◆ **TASK ITEM**: Write out nothing except the lines running from the one containing "Would you be able to point to the blue suit" to the last line of the data, exactly as they stand.

Items listed in a dataset:
_____

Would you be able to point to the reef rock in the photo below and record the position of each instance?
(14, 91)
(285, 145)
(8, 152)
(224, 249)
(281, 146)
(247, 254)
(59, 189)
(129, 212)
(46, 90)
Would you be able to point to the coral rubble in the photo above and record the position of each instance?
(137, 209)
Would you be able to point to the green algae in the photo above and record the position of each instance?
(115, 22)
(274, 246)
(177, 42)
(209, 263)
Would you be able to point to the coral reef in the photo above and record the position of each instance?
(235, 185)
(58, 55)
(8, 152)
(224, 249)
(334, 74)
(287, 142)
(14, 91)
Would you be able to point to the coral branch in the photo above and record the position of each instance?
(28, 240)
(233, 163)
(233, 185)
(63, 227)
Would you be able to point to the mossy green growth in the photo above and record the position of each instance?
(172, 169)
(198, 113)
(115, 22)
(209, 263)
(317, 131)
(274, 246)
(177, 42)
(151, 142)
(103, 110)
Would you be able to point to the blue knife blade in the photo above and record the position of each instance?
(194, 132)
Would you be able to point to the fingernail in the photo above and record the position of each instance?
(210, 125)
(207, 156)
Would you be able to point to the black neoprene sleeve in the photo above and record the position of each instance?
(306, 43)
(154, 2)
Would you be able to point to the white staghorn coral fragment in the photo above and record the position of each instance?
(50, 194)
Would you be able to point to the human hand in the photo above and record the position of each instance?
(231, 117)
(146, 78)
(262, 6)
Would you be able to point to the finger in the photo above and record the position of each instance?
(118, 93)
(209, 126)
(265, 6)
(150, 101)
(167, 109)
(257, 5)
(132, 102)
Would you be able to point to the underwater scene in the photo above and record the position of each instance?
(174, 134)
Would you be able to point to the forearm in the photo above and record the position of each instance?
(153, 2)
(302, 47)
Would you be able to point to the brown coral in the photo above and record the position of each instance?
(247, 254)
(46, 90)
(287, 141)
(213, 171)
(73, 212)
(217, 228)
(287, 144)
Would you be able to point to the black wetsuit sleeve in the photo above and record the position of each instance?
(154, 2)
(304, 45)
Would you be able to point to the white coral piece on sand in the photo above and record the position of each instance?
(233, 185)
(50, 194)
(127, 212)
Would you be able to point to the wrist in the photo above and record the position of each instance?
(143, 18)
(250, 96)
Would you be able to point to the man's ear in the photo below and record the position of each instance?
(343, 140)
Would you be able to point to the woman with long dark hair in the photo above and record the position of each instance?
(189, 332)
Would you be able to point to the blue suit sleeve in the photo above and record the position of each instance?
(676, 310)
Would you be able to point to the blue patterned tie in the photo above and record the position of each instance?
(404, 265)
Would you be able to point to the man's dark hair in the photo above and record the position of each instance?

_____

◆ **RESPONSE BOX**:
Would you be able to point to the blue suit sleeve in the photo above and record the position of each instance?
(676, 310)
Would you be able to point to the blue patterned tie in the photo above and record the position of each instance?
(404, 265)
Would you be able to point to the man's dark hair in the photo above and record the position of each instance?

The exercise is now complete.